◆ PROBLEM TO WORK ON ◆
Pick each line containing the word "broom" out of the data below.

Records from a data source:
········

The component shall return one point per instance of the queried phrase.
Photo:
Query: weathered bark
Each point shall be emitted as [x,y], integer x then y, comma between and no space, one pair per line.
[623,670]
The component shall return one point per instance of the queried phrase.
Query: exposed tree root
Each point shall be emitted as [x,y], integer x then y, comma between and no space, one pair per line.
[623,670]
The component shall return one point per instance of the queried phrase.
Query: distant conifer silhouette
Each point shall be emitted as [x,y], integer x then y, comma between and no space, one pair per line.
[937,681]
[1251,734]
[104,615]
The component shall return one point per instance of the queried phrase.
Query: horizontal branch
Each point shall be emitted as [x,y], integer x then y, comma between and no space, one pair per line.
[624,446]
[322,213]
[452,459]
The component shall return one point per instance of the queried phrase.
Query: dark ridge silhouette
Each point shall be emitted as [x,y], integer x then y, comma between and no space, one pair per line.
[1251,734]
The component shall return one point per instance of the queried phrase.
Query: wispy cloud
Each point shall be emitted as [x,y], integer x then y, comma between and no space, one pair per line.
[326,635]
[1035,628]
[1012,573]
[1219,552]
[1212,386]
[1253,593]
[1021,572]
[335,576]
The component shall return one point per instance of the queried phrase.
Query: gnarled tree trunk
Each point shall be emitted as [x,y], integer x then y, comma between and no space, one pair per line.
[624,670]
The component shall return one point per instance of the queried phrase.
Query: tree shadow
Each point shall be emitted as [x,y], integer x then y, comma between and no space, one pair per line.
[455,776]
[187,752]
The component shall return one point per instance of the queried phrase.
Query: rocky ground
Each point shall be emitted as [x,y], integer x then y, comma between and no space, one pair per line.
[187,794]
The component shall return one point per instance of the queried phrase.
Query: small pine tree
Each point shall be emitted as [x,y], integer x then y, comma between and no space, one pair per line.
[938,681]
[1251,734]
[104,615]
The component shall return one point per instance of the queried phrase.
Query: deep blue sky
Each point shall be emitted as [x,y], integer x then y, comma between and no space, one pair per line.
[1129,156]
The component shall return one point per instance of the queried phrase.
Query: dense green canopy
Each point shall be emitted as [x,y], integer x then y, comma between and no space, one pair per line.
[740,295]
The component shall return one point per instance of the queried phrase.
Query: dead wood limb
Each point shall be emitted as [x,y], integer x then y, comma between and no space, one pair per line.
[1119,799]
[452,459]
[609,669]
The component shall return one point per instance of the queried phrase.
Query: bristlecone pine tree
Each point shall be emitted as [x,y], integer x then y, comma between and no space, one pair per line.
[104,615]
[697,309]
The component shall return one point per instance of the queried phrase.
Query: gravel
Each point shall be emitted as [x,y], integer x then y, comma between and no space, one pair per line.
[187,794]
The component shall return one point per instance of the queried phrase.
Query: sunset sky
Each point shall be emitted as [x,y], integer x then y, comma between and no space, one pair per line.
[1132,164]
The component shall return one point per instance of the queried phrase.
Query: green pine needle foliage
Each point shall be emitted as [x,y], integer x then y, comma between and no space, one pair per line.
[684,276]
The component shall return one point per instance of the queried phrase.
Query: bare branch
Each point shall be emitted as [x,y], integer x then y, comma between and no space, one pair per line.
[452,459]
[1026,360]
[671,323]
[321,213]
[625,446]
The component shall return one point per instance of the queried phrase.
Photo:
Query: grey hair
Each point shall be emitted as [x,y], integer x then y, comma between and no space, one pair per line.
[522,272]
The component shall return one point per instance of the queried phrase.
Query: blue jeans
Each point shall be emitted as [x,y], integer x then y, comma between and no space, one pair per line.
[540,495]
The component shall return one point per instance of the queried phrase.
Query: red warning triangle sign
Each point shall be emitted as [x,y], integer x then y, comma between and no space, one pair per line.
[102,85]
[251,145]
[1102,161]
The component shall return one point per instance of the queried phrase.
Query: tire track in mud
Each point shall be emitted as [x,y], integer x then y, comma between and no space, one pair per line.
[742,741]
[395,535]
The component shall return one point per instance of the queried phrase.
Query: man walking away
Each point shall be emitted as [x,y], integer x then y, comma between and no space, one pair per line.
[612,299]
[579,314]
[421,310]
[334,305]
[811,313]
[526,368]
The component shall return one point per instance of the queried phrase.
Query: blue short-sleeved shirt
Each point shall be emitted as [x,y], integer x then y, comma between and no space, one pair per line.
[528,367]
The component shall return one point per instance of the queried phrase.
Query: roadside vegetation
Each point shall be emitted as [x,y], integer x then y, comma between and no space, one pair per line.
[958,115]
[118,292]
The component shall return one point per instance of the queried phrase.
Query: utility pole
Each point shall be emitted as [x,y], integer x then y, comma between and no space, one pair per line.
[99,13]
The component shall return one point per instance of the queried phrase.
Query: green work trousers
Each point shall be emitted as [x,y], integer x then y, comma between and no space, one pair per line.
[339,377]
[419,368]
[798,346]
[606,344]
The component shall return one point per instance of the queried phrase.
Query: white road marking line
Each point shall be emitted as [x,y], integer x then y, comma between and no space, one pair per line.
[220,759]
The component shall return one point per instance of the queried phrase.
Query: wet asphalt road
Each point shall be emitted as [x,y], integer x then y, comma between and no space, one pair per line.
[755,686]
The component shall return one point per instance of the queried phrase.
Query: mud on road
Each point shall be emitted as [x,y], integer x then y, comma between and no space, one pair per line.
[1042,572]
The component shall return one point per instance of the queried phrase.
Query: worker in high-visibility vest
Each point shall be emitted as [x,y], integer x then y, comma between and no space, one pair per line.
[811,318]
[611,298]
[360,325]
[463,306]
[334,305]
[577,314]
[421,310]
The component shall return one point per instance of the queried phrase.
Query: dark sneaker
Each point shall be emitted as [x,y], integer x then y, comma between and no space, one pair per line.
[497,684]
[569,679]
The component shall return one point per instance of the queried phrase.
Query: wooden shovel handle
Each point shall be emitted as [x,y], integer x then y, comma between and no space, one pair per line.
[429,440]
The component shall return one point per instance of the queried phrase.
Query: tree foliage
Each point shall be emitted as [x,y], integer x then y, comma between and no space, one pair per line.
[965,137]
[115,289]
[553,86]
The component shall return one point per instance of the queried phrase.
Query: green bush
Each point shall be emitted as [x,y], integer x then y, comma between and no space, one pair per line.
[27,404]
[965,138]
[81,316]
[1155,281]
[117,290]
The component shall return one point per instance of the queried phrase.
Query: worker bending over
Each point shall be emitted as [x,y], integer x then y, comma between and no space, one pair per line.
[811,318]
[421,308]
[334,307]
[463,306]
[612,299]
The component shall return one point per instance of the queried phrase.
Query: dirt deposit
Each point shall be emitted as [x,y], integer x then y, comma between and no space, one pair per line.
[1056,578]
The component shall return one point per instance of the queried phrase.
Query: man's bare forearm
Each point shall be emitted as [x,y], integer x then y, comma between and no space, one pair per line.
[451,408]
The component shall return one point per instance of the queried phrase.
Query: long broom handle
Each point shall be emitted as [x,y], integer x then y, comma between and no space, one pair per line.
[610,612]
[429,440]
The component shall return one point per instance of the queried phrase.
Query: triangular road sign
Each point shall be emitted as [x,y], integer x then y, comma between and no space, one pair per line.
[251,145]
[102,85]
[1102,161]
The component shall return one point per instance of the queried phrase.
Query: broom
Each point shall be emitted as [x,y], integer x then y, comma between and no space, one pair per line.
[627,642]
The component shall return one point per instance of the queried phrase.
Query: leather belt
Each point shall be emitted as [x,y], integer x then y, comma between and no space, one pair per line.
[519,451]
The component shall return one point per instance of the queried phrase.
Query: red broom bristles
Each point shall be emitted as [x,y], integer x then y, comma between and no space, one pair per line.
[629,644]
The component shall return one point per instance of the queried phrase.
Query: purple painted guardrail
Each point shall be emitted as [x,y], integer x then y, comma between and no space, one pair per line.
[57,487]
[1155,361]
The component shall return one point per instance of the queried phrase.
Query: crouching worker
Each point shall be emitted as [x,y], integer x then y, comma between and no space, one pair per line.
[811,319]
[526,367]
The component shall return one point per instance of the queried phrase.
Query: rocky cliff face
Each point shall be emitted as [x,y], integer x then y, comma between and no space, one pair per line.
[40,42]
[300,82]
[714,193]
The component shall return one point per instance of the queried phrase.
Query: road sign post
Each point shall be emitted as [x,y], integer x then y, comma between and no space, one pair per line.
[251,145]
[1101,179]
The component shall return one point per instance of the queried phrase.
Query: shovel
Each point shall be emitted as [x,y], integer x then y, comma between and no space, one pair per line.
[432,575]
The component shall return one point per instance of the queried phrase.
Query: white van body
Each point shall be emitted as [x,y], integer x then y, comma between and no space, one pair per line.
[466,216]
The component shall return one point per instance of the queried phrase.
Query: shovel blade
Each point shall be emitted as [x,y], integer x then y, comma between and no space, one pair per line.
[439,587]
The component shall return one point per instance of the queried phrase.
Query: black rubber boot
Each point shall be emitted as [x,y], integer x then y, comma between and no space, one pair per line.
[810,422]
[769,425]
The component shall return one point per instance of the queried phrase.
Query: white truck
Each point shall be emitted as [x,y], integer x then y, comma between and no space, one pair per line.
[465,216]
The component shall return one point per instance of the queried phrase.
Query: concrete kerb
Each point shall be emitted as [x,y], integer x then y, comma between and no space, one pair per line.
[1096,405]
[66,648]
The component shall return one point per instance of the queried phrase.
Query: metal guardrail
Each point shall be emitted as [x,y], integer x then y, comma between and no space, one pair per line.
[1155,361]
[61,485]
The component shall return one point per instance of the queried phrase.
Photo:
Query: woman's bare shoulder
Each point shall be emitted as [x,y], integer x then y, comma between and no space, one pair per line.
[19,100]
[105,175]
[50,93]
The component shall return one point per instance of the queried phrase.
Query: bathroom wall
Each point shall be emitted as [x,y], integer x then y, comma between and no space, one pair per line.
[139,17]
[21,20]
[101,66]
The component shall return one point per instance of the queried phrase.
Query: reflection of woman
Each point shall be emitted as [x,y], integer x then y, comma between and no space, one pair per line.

········

◆ ANSWER BOX ◆
Query: long broom handle
Query: broom
Query: red broom bristles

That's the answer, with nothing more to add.